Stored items
□ □ □
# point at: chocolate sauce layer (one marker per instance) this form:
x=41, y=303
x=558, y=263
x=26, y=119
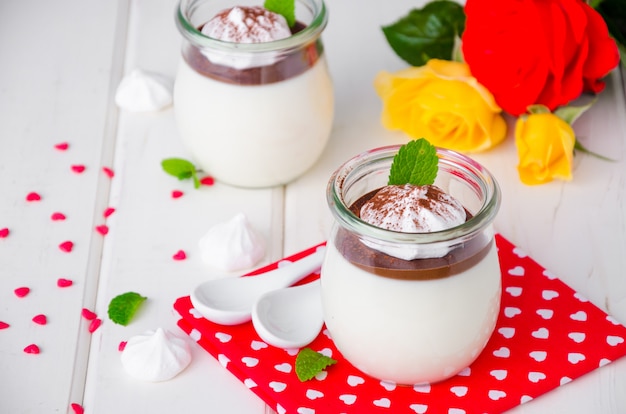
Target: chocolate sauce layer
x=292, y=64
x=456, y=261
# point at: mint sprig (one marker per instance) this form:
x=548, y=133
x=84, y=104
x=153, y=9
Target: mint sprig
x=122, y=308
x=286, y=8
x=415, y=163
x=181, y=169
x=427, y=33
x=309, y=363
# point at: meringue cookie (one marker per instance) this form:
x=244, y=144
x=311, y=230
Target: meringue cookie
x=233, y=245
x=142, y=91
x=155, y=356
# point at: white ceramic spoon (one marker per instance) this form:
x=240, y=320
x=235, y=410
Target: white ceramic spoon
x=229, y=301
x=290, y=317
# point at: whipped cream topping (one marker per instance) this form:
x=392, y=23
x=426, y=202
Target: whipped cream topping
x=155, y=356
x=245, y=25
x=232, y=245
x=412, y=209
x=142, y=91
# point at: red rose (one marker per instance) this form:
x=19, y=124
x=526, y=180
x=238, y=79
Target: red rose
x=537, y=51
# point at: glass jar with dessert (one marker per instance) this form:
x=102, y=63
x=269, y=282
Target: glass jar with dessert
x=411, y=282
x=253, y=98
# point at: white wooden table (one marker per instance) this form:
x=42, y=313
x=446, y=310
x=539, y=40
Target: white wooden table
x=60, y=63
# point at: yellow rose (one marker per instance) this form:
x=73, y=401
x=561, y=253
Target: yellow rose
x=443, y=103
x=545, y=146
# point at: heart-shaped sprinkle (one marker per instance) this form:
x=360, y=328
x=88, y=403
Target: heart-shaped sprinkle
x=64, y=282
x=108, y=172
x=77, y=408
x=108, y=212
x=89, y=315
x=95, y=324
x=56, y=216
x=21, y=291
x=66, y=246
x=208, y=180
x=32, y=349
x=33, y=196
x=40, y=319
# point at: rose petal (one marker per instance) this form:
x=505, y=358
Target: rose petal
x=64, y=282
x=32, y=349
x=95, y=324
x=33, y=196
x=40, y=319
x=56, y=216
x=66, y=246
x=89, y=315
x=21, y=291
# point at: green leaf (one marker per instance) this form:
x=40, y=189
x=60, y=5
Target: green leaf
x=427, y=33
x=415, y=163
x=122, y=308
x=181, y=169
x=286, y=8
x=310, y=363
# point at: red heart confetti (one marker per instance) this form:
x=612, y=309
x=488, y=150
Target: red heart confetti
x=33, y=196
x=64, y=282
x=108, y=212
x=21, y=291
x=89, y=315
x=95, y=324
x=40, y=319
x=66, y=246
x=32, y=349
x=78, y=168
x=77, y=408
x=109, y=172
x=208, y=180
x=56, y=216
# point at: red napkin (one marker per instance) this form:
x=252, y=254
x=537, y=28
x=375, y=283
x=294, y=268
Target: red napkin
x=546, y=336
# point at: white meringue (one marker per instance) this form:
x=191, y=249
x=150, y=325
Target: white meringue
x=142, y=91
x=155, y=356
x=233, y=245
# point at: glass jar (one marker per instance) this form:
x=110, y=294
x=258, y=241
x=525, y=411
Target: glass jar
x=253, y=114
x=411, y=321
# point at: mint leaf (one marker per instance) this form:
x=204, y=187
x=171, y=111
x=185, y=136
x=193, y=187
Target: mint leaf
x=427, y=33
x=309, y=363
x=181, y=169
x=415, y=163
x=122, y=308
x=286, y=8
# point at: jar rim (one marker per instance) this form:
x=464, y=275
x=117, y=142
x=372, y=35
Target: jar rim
□ □ □
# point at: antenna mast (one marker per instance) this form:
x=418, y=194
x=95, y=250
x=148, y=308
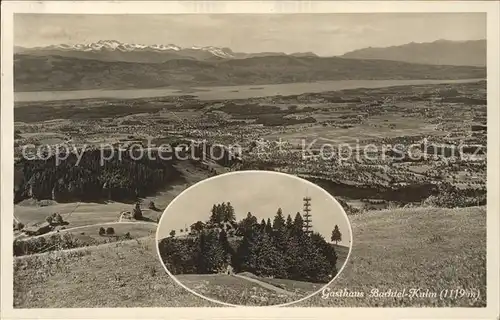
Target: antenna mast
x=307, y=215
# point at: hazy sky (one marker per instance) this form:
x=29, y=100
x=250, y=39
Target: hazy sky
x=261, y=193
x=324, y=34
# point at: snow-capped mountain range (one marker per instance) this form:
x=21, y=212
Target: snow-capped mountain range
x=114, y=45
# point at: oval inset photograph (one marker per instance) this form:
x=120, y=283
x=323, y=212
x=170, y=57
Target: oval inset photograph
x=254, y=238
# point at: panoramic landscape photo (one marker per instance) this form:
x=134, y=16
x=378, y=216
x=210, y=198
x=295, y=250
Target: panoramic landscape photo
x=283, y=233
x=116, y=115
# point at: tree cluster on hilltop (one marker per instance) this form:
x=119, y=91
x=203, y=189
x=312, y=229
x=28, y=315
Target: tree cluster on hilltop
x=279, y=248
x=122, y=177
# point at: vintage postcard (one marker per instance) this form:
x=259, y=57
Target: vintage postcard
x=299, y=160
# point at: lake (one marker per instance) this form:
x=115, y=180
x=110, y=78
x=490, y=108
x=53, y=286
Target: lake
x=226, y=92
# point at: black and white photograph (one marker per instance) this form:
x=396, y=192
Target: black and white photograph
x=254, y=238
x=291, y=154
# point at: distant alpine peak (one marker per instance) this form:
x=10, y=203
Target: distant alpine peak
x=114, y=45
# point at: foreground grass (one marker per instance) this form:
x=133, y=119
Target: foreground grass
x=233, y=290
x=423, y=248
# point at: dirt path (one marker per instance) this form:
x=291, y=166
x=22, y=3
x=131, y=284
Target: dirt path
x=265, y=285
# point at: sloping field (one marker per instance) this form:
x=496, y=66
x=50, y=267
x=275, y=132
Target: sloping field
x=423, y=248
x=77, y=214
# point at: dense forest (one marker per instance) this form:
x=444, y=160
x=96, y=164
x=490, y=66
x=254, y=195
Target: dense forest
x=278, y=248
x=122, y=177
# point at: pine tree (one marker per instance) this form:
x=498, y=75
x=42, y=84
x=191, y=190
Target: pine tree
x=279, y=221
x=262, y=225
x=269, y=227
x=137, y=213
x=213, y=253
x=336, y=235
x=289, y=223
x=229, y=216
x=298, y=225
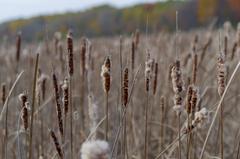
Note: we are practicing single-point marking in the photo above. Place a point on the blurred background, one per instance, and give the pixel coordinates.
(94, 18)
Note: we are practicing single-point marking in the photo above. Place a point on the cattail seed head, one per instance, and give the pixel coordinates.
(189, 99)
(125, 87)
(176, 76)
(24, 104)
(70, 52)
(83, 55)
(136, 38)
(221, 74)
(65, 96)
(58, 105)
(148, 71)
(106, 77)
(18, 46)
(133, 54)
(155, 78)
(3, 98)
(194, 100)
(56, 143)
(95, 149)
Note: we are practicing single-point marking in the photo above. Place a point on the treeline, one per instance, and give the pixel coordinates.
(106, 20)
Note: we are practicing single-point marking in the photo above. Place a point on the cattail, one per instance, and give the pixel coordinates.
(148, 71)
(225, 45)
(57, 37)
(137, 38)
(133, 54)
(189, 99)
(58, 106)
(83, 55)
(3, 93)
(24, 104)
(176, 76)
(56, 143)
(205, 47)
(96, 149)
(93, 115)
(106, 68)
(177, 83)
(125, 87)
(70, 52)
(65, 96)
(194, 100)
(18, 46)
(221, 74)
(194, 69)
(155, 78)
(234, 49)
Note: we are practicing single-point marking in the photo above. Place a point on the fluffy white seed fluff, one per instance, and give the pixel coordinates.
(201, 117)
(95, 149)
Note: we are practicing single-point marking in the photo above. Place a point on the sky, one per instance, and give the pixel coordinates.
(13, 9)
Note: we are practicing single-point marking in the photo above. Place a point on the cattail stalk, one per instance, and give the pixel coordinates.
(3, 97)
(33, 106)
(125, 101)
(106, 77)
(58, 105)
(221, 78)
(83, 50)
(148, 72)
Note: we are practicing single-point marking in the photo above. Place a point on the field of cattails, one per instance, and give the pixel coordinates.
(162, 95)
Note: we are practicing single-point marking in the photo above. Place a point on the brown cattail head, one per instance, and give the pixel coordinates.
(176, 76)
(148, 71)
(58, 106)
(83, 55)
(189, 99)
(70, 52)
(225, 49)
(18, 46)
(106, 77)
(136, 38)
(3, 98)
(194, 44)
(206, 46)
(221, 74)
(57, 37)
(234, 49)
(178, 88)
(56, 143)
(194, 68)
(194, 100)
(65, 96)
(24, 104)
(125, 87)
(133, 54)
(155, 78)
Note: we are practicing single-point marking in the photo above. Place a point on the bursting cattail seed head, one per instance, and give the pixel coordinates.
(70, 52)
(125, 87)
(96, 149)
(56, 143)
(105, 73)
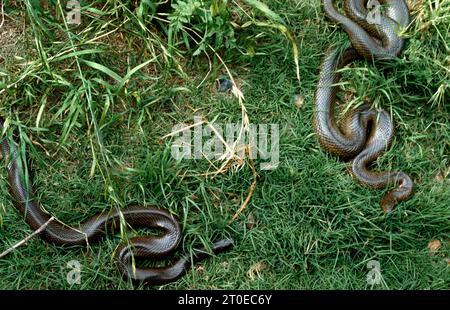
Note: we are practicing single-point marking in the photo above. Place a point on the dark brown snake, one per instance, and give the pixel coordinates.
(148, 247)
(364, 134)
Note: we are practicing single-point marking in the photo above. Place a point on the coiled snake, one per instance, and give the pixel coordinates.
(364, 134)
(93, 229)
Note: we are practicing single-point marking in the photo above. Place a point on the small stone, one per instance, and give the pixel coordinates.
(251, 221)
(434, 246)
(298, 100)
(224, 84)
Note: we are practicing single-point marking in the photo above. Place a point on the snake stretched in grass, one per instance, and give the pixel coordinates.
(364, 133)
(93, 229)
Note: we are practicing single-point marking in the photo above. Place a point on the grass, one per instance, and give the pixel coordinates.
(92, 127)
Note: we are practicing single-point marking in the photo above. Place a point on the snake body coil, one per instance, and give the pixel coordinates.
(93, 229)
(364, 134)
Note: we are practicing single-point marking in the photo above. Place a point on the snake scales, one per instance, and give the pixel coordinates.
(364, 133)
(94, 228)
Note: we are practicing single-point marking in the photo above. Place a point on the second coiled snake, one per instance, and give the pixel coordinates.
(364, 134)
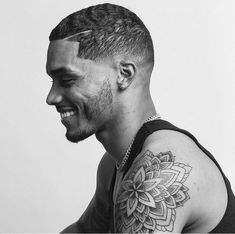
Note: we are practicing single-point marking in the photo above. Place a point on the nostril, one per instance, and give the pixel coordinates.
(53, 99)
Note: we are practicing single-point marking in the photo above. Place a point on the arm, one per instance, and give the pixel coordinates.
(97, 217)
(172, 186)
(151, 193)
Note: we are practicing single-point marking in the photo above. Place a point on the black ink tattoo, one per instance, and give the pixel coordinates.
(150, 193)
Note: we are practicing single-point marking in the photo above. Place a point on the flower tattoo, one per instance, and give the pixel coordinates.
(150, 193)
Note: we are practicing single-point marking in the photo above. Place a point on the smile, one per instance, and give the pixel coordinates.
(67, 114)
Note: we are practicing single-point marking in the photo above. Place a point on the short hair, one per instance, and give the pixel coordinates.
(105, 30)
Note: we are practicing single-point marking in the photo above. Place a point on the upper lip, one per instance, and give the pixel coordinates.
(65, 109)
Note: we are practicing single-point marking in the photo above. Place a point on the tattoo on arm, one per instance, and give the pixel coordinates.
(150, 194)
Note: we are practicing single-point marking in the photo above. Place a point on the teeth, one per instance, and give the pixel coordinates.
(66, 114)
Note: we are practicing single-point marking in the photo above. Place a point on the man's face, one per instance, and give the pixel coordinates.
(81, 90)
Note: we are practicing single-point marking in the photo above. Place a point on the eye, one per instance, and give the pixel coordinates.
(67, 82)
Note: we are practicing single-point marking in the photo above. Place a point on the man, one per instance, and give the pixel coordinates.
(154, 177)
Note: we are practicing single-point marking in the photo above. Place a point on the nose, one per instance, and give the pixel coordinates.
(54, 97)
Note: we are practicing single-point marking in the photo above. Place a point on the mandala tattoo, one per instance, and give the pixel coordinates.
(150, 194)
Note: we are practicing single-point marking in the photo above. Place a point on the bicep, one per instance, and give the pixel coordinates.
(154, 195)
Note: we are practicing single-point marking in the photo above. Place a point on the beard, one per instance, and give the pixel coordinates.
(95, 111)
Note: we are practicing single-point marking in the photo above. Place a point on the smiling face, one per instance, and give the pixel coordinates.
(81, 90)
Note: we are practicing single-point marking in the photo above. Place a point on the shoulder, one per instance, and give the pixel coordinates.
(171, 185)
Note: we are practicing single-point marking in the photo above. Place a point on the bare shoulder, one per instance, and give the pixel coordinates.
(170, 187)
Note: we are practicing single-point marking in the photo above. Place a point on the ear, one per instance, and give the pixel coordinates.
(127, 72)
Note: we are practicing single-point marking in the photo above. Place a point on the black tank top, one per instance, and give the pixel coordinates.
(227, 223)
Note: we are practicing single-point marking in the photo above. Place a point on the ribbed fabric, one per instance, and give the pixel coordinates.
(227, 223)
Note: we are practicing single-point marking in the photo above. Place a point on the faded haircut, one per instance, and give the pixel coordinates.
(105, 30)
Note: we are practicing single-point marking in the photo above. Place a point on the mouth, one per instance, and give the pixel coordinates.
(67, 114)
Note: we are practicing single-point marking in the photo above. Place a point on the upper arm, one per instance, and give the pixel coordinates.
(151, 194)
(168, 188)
□ □ □
● **Challenge**: Copy the records between the lines holding "# point at: chocolate" and "x=310, y=363", inclusive, but change every "chocolate sauce layer" to "fudge sauce layer" and keep everything else the same. Leave the pictures out of your copy.

● **Result of this exercise**:
# point at: fudge sauce layer (one marker per instance) this form:
x=41, y=303
x=558, y=263
x=26, y=119
Target: fudge sauce layer
x=292, y=64
x=456, y=261
# point at: mint sprig (one marker per instance) this form:
x=548, y=133
x=84, y=104
x=153, y=9
Target: mint sprig
x=122, y=308
x=286, y=8
x=415, y=163
x=181, y=169
x=427, y=33
x=309, y=363
# point at: meringue cookie (one marker per instance) this form:
x=244, y=144
x=311, y=230
Target: meringue cookie
x=233, y=245
x=142, y=91
x=155, y=356
# point at: white ceramic spoon (one marker per instance) this form:
x=240, y=320
x=235, y=410
Target: white ceramic spoon
x=229, y=301
x=290, y=317
# point at: whipped cream topping (one marker per instance) this form:
x=392, y=23
x=426, y=202
Target: whipped cream topping
x=155, y=356
x=245, y=25
x=232, y=245
x=412, y=209
x=142, y=91
# point at: red rose (one marker per instance) this form:
x=19, y=124
x=526, y=180
x=238, y=79
Target: red rose
x=537, y=51
# point at: glass jar with dessert (one marker per instance) this form:
x=102, y=63
x=269, y=282
Target: glass jar with dessert
x=411, y=282
x=253, y=98
# point at: white wooden table (one marker per instance) this form:
x=42, y=313
x=446, y=310
x=539, y=40
Target: white wooden table
x=60, y=63
# point at: yellow rose (one marker per instance) this form:
x=73, y=401
x=561, y=253
Target: yellow rose
x=443, y=103
x=545, y=146
# point at: heart-shaped sprinkle (one marker per instance) this form:
x=360, y=328
x=88, y=403
Target: heart-shaped sprinkle
x=64, y=282
x=108, y=172
x=77, y=408
x=108, y=212
x=89, y=315
x=95, y=324
x=56, y=216
x=21, y=291
x=66, y=246
x=208, y=180
x=32, y=349
x=33, y=196
x=40, y=319
# point at: rose petal (one marker per instance) this form:
x=505, y=358
Target: rose petal
x=64, y=282
x=32, y=349
x=95, y=324
x=33, y=196
x=40, y=319
x=56, y=216
x=66, y=246
x=89, y=315
x=21, y=291
# point at: green leaf (one marker per instance) this form:
x=40, y=189
x=60, y=5
Target: green leaf
x=427, y=33
x=415, y=163
x=122, y=308
x=181, y=169
x=286, y=8
x=310, y=363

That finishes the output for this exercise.